-- WHAT IS NEEDED --
Copy every line of the records below word for word, leaving out the pictures.

-- EXTRACTED MATERIAL --
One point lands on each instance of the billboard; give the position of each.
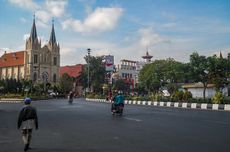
(109, 63)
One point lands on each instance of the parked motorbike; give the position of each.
(117, 109)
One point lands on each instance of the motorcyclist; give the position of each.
(71, 97)
(119, 99)
(113, 106)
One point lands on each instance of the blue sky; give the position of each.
(123, 28)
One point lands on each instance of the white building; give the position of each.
(197, 90)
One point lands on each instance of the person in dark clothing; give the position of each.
(27, 120)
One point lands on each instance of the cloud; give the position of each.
(148, 37)
(168, 15)
(45, 11)
(26, 4)
(56, 7)
(102, 19)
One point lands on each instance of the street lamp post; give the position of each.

-- SOLVED PROBLEM --
One point lands on each instance of the billboard; give the position of each.
(109, 63)
One point lands on each instance of the parked motorbike; give the position of each.
(117, 109)
One point lands on each instance of the motorcyclist; give the position of each.
(71, 97)
(119, 99)
(113, 106)
One point lands on each instance of the blue sky; give the position of each.
(123, 28)
One point lands on each instance of the white building; give the position of each.
(197, 90)
One point lands on each instance of the person in dark clothing; give the position of each.
(27, 120)
One point lands on each instance of the cloud; give the position of each.
(148, 37)
(168, 15)
(45, 11)
(26, 4)
(56, 7)
(102, 19)
One point lands on each instance of the street lamp post; give the position of each.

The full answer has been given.